_Goal of the exercise_. Output each line of the material exactly as it stands.

Stored records:
•••••

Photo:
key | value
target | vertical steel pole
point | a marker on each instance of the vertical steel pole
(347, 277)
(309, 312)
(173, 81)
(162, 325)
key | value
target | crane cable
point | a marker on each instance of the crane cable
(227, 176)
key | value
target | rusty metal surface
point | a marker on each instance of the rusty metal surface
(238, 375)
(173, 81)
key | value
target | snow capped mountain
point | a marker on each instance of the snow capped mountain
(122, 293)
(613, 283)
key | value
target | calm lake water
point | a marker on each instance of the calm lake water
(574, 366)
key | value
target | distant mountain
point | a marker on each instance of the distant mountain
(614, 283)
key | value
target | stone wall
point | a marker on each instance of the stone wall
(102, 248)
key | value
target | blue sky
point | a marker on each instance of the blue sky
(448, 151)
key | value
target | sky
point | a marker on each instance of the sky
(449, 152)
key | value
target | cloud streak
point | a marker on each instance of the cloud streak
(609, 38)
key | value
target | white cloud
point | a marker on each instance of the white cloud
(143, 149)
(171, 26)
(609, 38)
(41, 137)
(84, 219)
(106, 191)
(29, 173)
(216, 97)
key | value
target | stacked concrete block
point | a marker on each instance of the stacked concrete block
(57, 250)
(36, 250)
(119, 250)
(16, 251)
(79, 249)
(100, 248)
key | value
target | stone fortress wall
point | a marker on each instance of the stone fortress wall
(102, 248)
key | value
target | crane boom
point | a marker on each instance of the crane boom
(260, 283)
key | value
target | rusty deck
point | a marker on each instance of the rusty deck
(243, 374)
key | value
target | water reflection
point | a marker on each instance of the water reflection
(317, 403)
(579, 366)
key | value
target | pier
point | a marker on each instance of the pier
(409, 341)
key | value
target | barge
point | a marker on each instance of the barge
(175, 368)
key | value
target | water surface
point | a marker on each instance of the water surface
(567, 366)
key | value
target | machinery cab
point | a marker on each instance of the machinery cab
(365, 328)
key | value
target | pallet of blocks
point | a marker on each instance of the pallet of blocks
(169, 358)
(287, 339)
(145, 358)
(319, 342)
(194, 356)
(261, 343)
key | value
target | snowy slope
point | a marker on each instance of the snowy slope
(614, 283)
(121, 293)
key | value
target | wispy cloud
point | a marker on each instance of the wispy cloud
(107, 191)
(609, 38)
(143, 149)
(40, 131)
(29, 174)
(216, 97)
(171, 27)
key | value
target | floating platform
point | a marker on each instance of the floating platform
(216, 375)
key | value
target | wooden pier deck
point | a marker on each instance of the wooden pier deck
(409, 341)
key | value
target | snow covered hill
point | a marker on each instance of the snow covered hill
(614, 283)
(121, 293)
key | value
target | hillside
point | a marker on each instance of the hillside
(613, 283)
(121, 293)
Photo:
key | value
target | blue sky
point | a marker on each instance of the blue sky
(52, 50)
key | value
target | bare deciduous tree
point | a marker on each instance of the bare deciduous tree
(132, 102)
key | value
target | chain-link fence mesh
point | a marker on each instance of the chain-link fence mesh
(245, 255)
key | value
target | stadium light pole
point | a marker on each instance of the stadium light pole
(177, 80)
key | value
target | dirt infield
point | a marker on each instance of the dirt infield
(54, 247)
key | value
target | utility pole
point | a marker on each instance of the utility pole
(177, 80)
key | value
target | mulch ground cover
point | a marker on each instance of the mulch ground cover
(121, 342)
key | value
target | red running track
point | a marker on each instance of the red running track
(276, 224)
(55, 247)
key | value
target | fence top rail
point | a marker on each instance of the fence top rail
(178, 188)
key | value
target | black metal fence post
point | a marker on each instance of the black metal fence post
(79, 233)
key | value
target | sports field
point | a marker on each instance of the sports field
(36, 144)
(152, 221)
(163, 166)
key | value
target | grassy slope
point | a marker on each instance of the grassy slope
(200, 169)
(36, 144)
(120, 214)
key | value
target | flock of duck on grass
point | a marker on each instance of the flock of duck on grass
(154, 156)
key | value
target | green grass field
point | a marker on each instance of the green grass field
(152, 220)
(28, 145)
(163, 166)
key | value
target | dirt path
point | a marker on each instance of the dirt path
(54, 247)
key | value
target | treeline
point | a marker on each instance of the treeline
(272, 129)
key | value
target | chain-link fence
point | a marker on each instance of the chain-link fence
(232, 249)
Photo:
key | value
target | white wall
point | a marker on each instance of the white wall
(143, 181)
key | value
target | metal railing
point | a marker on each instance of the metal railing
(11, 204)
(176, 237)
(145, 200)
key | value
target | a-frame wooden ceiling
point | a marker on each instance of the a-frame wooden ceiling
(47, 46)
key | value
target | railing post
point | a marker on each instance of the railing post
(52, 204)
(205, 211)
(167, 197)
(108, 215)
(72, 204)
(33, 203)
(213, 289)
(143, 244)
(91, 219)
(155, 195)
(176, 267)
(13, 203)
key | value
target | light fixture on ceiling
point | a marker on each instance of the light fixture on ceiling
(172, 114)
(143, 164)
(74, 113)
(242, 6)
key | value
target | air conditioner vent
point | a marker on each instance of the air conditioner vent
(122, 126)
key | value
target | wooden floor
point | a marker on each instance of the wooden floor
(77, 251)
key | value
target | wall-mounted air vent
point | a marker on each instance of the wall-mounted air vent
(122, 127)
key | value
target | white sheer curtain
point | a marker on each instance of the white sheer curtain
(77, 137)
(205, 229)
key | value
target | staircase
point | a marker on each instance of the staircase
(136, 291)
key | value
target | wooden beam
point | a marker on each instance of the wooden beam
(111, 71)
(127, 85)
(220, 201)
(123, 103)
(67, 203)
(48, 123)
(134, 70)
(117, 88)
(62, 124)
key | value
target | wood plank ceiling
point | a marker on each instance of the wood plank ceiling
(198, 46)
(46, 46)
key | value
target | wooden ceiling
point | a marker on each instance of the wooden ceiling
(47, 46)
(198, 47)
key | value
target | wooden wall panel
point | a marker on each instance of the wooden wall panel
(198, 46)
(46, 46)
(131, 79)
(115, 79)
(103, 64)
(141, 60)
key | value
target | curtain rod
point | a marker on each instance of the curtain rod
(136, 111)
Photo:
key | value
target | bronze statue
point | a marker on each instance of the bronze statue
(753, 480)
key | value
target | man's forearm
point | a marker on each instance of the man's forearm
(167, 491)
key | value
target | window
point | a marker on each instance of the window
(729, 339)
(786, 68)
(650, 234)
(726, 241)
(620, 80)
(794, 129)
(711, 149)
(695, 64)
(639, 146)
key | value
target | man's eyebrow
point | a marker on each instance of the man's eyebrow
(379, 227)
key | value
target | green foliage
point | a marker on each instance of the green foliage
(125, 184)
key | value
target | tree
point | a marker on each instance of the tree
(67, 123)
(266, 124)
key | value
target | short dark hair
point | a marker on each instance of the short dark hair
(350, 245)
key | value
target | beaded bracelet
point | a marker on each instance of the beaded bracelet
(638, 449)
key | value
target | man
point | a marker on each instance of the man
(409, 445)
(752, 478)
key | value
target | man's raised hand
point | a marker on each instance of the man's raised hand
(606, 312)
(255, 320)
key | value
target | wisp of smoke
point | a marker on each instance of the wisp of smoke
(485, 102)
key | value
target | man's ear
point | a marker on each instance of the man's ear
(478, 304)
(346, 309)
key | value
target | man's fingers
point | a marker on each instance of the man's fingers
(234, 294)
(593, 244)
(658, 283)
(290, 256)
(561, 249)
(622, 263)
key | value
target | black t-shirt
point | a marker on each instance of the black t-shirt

•••••

_Exercise solution_.
Photo:
key | value
target | vertical steel pole
point | a marker on each instance of the vertical steel pole
(347, 277)
(309, 312)
(173, 81)
(162, 325)
key | value
target | crane cable
point | a marker on each instance of the crane cable
(227, 176)
key | value
target | rusty metal surface
point | a marker on each instance of the rusty metal surface
(238, 375)
(173, 81)
key | value
target | snow capped mountain
point | a marker on each instance of the snow capped mountain
(122, 293)
(613, 283)
key | value
target | calm lake water
point | a marker on each instance of the calm lake water
(574, 366)
key | value
target | distant mountain
point | a marker on each instance of the distant mountain
(614, 283)
key | value
target | stone wall
point | a marker on each instance of the stone wall
(102, 248)
key | value
target | blue sky
point | a marker on each instance of the blue sky
(448, 151)
key | value
target | sky
point | a marker on each instance of the sky
(449, 152)
key | value
target | cloud streak
point | a marker on each instance of the cloud streak
(609, 38)
key | value
target | white cloud
point | a marker on each instance of the white cloud
(143, 149)
(171, 26)
(609, 38)
(41, 137)
(84, 219)
(106, 191)
(29, 173)
(216, 97)
key | value
target | stacked concrete block
point | a marker on each instance of the stacked concrete block
(57, 250)
(36, 250)
(119, 250)
(16, 251)
(79, 249)
(100, 248)
key | value
target | stone fortress wall
point | a marker on each instance of the stone fortress wall
(102, 248)
key | value
target | crane boom
point | a marker on each instance of the crane boom
(260, 283)
key | value
target | rusty deck
point | a marker on each instance of the rusty deck
(243, 374)
key | value
target | water reflection
point | a marker on each instance of the water reflection
(317, 403)
(579, 366)
key | value
target | pier
point | a marker on each instance of the pier
(409, 341)
key | value
target | barge
point | a marker on each instance of the barge
(175, 368)
key | value
target | water surface
point | a marker on each instance of the water surface
(567, 366)
key | value
target | machinery cab
point | a marker on each instance of the machinery cab
(365, 328)
key | value
target | pallet of blocks
point | a marker on each instance of the pallet of blocks
(169, 358)
(287, 339)
(145, 358)
(319, 342)
(194, 356)
(261, 343)
key | value
target | snowy slope
point | a marker on each instance of the snowy slope
(614, 283)
(121, 293)
key | value
target | wispy cloud
point | a marker on each instance of the wispy cloud
(107, 191)
(609, 38)
(143, 149)
(40, 131)
(29, 174)
(216, 97)
(171, 27)
key | value
target | floating platform
point | a marker on each instance of the floating platform
(216, 375)
key | value
target | wooden pier deck
point | a marker on each instance of the wooden pier deck
(409, 341)
key | value
target | snow covered hill
point | a marker on each instance of the snow covered hill
(614, 283)
(121, 293)
key | value
target | hillside
point | a marker on each instance of the hillside
(613, 283)
(121, 293)
Photo:
key | value
target | blue sky
point | a marker on each instance of the blue sky
(52, 50)
key | value
target | bare deciduous tree
point | a marker on each instance of the bare deciduous tree
(132, 102)
key | value
target | chain-link fence mesh
point | a marker on each instance of the chain-link fence mesh
(245, 255)
key | value
target | stadium light pole
point | a marker on each instance of the stadium light pole
(177, 80)
key | value
target | dirt infield
point | a marker on each instance of the dirt infield
(54, 247)
key | value
target | utility pole
point | a marker on each instance of the utility pole
(177, 80)
key | value
target | mulch ground cover
point | a marker on each instance of the mulch ground cover
(121, 342)
key | value
target | red running track
point | a marker on each instance of the red running track
(276, 224)
(55, 247)
key | value
target | fence top rail
point | a marker on each instance of the fence top rail
(178, 188)
key | value
target | black metal fence post
point | a marker on each instance of the black metal fence post
(79, 233)
key | value
target | sports field
point | a marker on each instance of the sports field
(36, 144)
(152, 221)
(163, 166)
key | value
target | grassy slope
point | a marker on each instance of the grassy slope
(200, 169)
(36, 144)
(120, 214)
key | value
target | flock of duck on grass
point | a marker on each instance of the flock of duck on grass
(154, 156)
key | value
target | green grass field
point | a marker on each instance of the green grass field
(152, 220)
(28, 145)
(163, 166)
key | value
target | dirt path
point | a marker on each instance of the dirt path
(54, 247)
key | value
target | treeline
point | a marker on each instance of the treeline
(272, 129)
key | value
target | chain-link fence
point | a marker on each instance of the chain-link fence
(232, 249)
Photo:
key | value
target | white wall
point | a marker on each instance of the white wall
(143, 181)
key | value
target | metal railing
point | a marker on each instance of the metal railing
(11, 204)
(176, 237)
(145, 200)
key | value
target | a-frame wooden ceiling
point | a marker on each instance of the a-frame wooden ceiling
(47, 46)
key | value
target | railing post
point | a marker on each instance of the railing post
(52, 204)
(205, 211)
(167, 197)
(108, 215)
(72, 204)
(33, 203)
(213, 289)
(143, 244)
(91, 219)
(155, 195)
(176, 267)
(13, 203)
key | value
target | light fixture on ceiling
point | a marker on each instance of the light fixture on ceiling
(172, 114)
(143, 164)
(74, 113)
(242, 6)
key | value
target | air conditioner vent
point | a marker on each instance of the air conditioner vent
(122, 126)
key | value
target | wooden floor
point | a marker on each instance of the wooden floor
(77, 251)
key | value
target | wall-mounted air vent
point | a marker on each instance of the wall-mounted air vent
(122, 127)
key | value
target | white sheer curtain
point | a marker on each instance of the white sheer curtain
(77, 137)
(205, 229)
key | value
target | staircase
point | a marker on each instance of the staircase
(136, 291)
key | value
target | wooden beam
point | a marker on each instance of the wooden beam
(111, 71)
(127, 85)
(220, 201)
(123, 103)
(67, 203)
(48, 123)
(134, 70)
(117, 88)
(62, 124)
key | value
target | wood plank ceiling
point | a marker on each instance of the wood plank ceiling
(198, 46)
(46, 46)
key | value
target | wooden ceiling
point | a marker on each instance of the wooden ceiling
(47, 46)
(198, 47)
key | value
target | wooden wall panel
point | a marker on each instance of the wooden wall panel
(198, 46)
(46, 46)
(131, 79)
(115, 79)
(103, 64)
(141, 60)
key | value
target | curtain rod
point | a marker on each instance of the curtain rod
(136, 111)
Photo:
key | value
target | bronze statue
point | a marker on each instance of the bronze statue
(753, 480)
key | value
target | man's forearm
point | a marker on each instance of the man's forearm
(167, 491)
key | value
target | window
point | a marker on each instance of the window
(729, 339)
(786, 68)
(650, 234)
(726, 241)
(620, 80)
(794, 129)
(711, 149)
(695, 64)
(639, 146)
key | value
target | man's eyebrow
point | a marker on each instance of the man's eyebrow
(379, 227)
key | value
target | green foliage
point | a marker on each instance of the green foliage
(125, 184)
key | value
target | tree
point | a marker on each instance of the tree
(67, 123)
(266, 124)
key | value
target | short dark hair
point | a marker on each instance of the short dark hair
(350, 245)
key | value
target | beaded bracelet
point | a marker on each instance of the beaded bracelet
(638, 449)
key | value
target | man
point | a marker on each instance of the man
(409, 445)
(752, 478)
key | value
target | man's raised hand
point | a marker on each instance of the man's raised hand
(606, 312)
(255, 320)
key | value
target | wisp of smoke
point | a marker on each instance of the wisp of smoke
(485, 102)
key | value
target | man's ear
point | a marker on each instance of the man's ear
(478, 304)
(346, 309)
key | value
target | man's fingers
point | a marker on each instance of the man's fingers
(234, 294)
(593, 244)
(658, 283)
(290, 256)
(561, 249)
(622, 263)
key | value
target | black t-shirt
point | a marker on each instance of the black t-shirt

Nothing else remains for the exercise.